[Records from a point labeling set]

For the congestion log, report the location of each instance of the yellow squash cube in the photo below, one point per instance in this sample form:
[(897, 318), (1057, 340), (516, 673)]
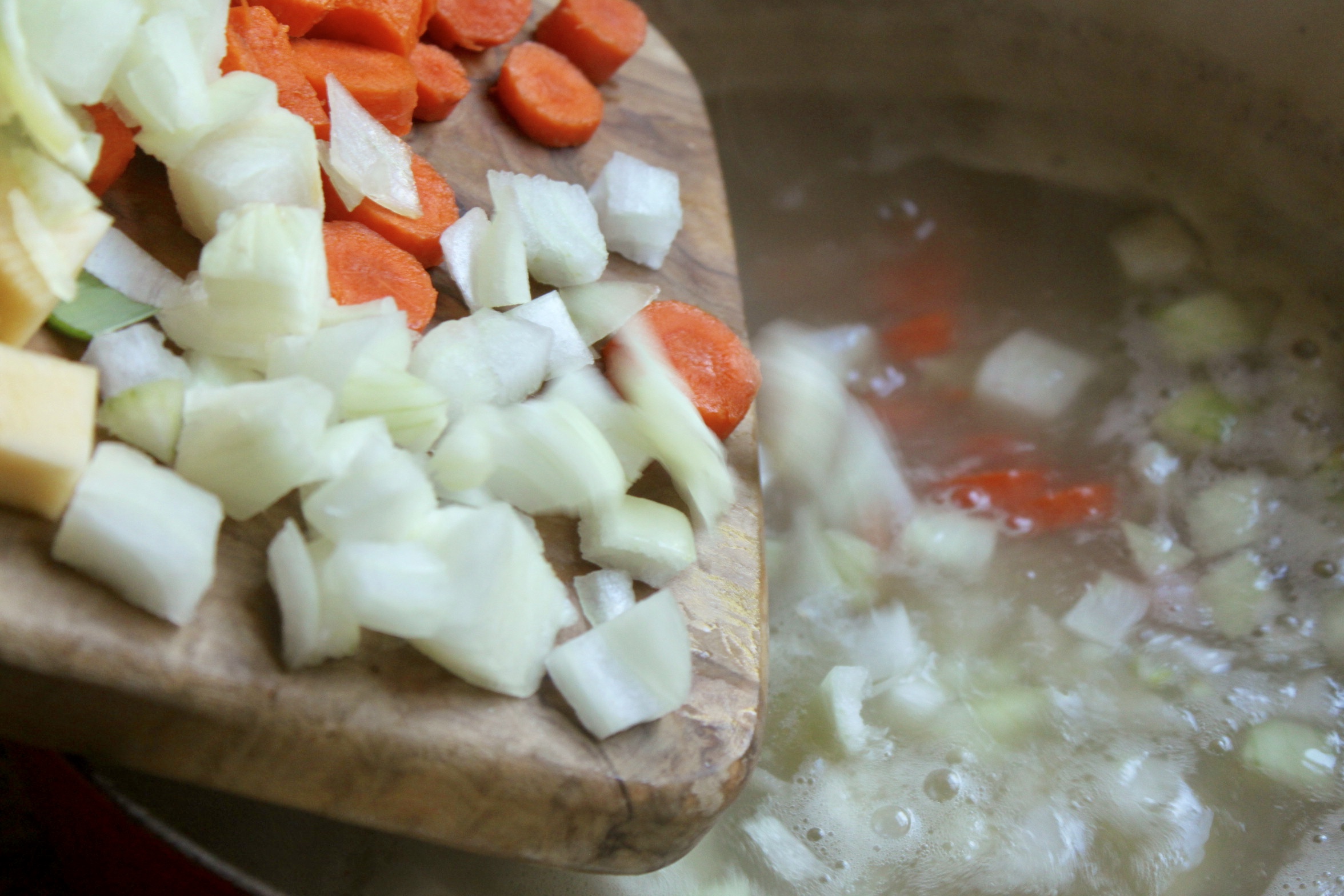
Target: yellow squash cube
[(47, 409)]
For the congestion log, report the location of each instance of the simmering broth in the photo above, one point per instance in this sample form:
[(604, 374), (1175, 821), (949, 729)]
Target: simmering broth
[(1018, 757)]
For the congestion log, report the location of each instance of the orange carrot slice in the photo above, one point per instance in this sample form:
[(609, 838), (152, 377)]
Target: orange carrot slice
[(119, 148), (415, 235), (296, 15), (597, 35), (363, 267), (440, 82), (549, 97), (719, 370), (381, 81), (475, 25), (260, 43), (385, 25)]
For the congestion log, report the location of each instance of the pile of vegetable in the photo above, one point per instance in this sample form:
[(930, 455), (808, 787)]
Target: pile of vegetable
[(302, 355)]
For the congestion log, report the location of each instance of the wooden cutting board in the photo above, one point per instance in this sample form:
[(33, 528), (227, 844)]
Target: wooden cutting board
[(389, 739)]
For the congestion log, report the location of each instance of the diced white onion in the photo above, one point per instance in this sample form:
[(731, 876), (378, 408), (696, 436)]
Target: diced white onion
[(78, 45), (565, 245), (161, 79), (1108, 610), (397, 589), (631, 669), (370, 158), (1227, 515), (144, 531), (569, 351), (132, 357), (650, 541), (510, 605), (147, 417), (843, 692), (674, 430), (600, 309), (550, 458), (46, 120), (460, 243), (119, 262), (639, 207), (314, 626), (253, 442), (382, 496), (605, 594), (269, 158), (1034, 374)]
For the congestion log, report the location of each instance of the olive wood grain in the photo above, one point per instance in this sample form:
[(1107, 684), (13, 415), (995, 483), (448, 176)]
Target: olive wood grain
[(389, 739)]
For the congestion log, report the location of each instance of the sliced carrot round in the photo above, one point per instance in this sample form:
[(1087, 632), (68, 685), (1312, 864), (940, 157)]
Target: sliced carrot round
[(415, 235), (440, 82), (549, 97), (257, 42), (382, 82), (297, 15), (476, 25), (719, 370), (119, 148), (385, 25), (363, 267), (596, 35)]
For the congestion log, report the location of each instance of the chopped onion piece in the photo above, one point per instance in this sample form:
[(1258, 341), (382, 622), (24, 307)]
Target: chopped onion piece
[(843, 692), (1108, 610), (78, 45), (315, 626), (949, 542), (565, 245), (1227, 515), (589, 391), (460, 242), (510, 605), (569, 351), (631, 669), (499, 266), (382, 496), (147, 417), (162, 81), (415, 413), (550, 458), (142, 530), (1155, 553), (119, 262), (639, 209), (349, 193), (370, 158), (600, 309), (262, 276), (1241, 593), (487, 358), (343, 442), (235, 97), (650, 541), (253, 442), (269, 158), (397, 589), (605, 594), (673, 427), (132, 357), (46, 120), (1033, 374)]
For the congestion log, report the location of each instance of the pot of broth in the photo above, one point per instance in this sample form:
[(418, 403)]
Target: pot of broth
[(1053, 461)]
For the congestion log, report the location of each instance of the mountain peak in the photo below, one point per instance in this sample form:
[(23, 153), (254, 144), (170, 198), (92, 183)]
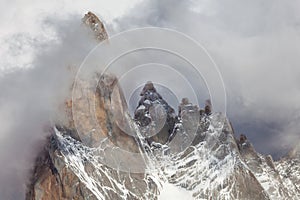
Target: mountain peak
[(95, 25)]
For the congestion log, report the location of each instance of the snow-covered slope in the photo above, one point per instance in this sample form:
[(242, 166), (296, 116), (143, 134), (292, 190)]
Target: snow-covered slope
[(190, 155)]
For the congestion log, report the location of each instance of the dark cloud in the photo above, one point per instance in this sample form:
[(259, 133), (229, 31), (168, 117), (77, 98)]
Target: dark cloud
[(256, 45), (32, 99)]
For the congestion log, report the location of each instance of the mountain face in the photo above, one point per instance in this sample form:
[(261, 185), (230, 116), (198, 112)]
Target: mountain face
[(210, 163)]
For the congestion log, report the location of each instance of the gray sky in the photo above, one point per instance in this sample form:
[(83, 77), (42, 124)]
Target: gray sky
[(256, 45)]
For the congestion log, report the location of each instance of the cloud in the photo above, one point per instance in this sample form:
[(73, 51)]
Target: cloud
[(257, 48), (31, 99)]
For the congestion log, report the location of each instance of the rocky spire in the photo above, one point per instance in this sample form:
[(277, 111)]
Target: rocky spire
[(93, 22)]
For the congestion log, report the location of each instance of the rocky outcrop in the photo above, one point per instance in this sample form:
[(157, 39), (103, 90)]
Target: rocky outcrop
[(195, 150), (95, 25)]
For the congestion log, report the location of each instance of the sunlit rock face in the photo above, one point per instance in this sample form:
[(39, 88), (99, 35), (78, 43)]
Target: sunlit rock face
[(208, 163)]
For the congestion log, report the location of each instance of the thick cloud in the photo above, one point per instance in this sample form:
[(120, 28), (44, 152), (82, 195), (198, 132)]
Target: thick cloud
[(256, 45), (32, 99)]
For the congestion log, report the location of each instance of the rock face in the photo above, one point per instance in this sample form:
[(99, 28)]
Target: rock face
[(215, 164), (97, 27)]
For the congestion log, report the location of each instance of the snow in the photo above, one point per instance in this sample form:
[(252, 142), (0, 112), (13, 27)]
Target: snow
[(171, 191)]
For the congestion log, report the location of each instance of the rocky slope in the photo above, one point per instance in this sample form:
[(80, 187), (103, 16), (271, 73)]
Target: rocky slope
[(194, 150)]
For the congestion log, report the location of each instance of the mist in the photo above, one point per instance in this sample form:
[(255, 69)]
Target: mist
[(32, 100), (256, 45)]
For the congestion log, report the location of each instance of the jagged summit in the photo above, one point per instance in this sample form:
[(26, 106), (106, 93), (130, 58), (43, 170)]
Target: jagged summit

● Exercise directions: Format all of the lines above as a numbered list, skipping any blank lines and omitting the pictures.

● Response to the exercise:
1. For the congestion log, report the location of each instance of the yellow squash cube in the photo below, one point per instance in this sample form:
2. [(897, 318), (1057, 340), (516, 673)]
3. Target: yellow squash cube
4. [(47, 409)]
5. For the congestion log, report the location of each instance of the simmering broth in the photo above, one point per instance in this sample form:
6. [(604, 374), (1175, 821), (949, 729)]
7. Target: simmering broth
8. [(1018, 757)]
9. For the congestion log, report the location of each instance of the orange carrot slice in the photo above, one point per instance in this sample form:
10. [(609, 838), (152, 377)]
11. Target: orange carrot slice
12. [(119, 148), (415, 235), (296, 15), (597, 35), (363, 267), (440, 82), (549, 97), (719, 370), (381, 81), (475, 25), (260, 43), (385, 25)]
13. For the congestion log, report the location of each instance of the pile of vegetable in the photo above, one point per instance in this sample form:
14. [(930, 455), (808, 787)]
15. Target: pile of vegetable
16. [(302, 355)]
17. For the congestion log, report the location of each instance of the wooden cutting board in the photo above, one point per instance in this sample form:
18. [(33, 528), (227, 844)]
19. Target: wooden cutting board
20. [(389, 739)]
21. For the congestion log, report the location of each instance of the diced white onion in the photo above, one point per instance in this sample form:
22. [(731, 876), (378, 408), (696, 436)]
23. Target: diced white onion
24. [(78, 45), (565, 245), (161, 79), (1108, 610), (397, 589), (631, 669), (370, 158), (1227, 515), (144, 531), (569, 351), (132, 357), (650, 541), (510, 605), (147, 417), (843, 692), (674, 430), (600, 309), (550, 458), (46, 120), (460, 243), (119, 262), (639, 207), (314, 626), (253, 442), (382, 496), (605, 594), (269, 158), (1034, 374)]
25. For the congestion log, report the location of each instance of the olive wood grain in the photo above, one point per instance in this sample form:
26. [(1107, 684), (13, 415), (995, 483), (448, 176)]
27. Target: olive wood grain
28. [(389, 739)]
29. For the congestion log, report the location of each instance of the sliced carrot round in the photo above, one point per instance in this sample form:
30. [(1087, 632), (68, 685), (1312, 864), (940, 157)]
31. Target: sliced carrot round
32. [(415, 235), (440, 82), (549, 97), (257, 42), (382, 82), (297, 15), (476, 25), (719, 370), (119, 148), (385, 25), (363, 267), (596, 35)]
33. For the congestion log, report the location of each instance of the chopped onion piece in the photo above, one point per instance in this sample form:
34. [(1258, 341), (382, 622), (24, 307)]
35. Target: chopped onion piece
36. [(843, 692), (1108, 610), (78, 45), (315, 626), (949, 542), (565, 245), (1227, 515), (589, 391), (460, 242), (510, 605), (569, 351), (631, 669), (499, 266), (382, 496), (147, 417), (162, 81), (415, 413), (550, 458), (142, 530), (1155, 553), (119, 262), (639, 209), (349, 193), (370, 158), (600, 309), (262, 276), (1241, 593), (487, 358), (343, 442), (235, 97), (650, 541), (253, 442), (269, 158), (397, 589), (605, 594), (673, 427), (132, 357), (46, 120), (1033, 374)]
37. For the congestion log, report the location of each instance of the pot of broth in the photo above, one point per instance in this sample form:
38. [(418, 403)]
39. Target: pot of broth
40. [(1053, 461)]
41. For the congestion log, report the location of each instance of the mountain peak in the photo below, one point per instance in this sample form:
42. [(23, 153), (254, 144), (170, 198), (92, 183)]
43. Target: mountain peak
44. [(95, 25)]
45. For the congestion log, report the location of each instance of the snow-covered slope in the photo above, one point per instance in this sample form:
46. [(242, 166), (296, 116), (143, 134), (292, 190)]
47. Target: snow-covered slope
48. [(190, 155)]
49. For the congestion log, report the location of each instance of the dark cloud in the photo above, one point per instance in this sample form:
50. [(259, 133), (229, 31), (168, 117), (77, 98)]
51. Target: dark cloud
52. [(256, 45), (32, 99)]
53. For the congestion log, report the location of each instance of the mountain face in the photo above, one point per instance in this sample form:
54. [(261, 185), (230, 116), (198, 112)]
55. Target: mountain face
56. [(210, 163)]
57. For the congestion log, report the location of each instance of the gray sky in the photo above, one point per instance in this sample form:
58. [(83, 77), (42, 124)]
59. Target: gray sky
60. [(256, 45)]
61. For the congestion log, report the location of each instance of the cloud in the photo above, one point per instance in this sample form:
62. [(73, 51)]
63. Target: cloud
64. [(257, 48), (31, 99)]
65. For the congestion log, report the location of each instance of the rocky spire in the photo above, one point per instance in this sample form:
66. [(277, 111)]
67. Target: rocky spire
68. [(93, 22)]
69. For the congestion log, report the location of each instance of the rocky outcrop in the photo above, one point per instance in this sample form:
70. [(157, 39), (103, 90)]
71. Target: rocky outcrop
72. [(195, 150), (95, 25)]
73. For the congestion log, report the location of each instance of the sunlit rock face in the photo above, one point per instance in this sample form:
74. [(39, 88), (99, 35), (78, 43)]
75. Target: sunlit rock face
76. [(208, 163)]
77. For the congestion log, report the location of each instance of the thick cloud in the photo above, one point per instance in this sample form:
78. [(120, 28), (44, 152), (82, 195), (198, 132)]
79. Target: thick cloud
80. [(256, 45), (32, 99)]
81. For the congestion log, report the location of each instance of the rock face in the photo above, one point per instance in this sample form:
82. [(99, 28)]
83. Target: rock face
84. [(215, 164), (97, 27)]
85. For the congestion log, report the location of each instance of the snow in the photo above, one point per instance in this sample form:
86. [(252, 142), (0, 112), (13, 27)]
87. Target: snow
88. [(171, 191)]
89. For the congestion log, report the location of each instance of the rocky slope in the photo above, one point per instance in this sample form:
90. [(80, 187), (103, 16), (271, 73)]
91. Target: rocky slope
92. [(194, 150)]
93. For the congestion log, report the location of each instance of the mist in the photo above, one point per instance in this sample form:
94. [(255, 69)]
95. Target: mist
96. [(32, 100), (256, 45)]
97. For the congestion log, report the location of each instance of the jagged summit in the photo above, one point per instance in this sample form:
98. [(26, 106), (106, 93), (130, 58), (43, 170)]
99. Target: jagged summit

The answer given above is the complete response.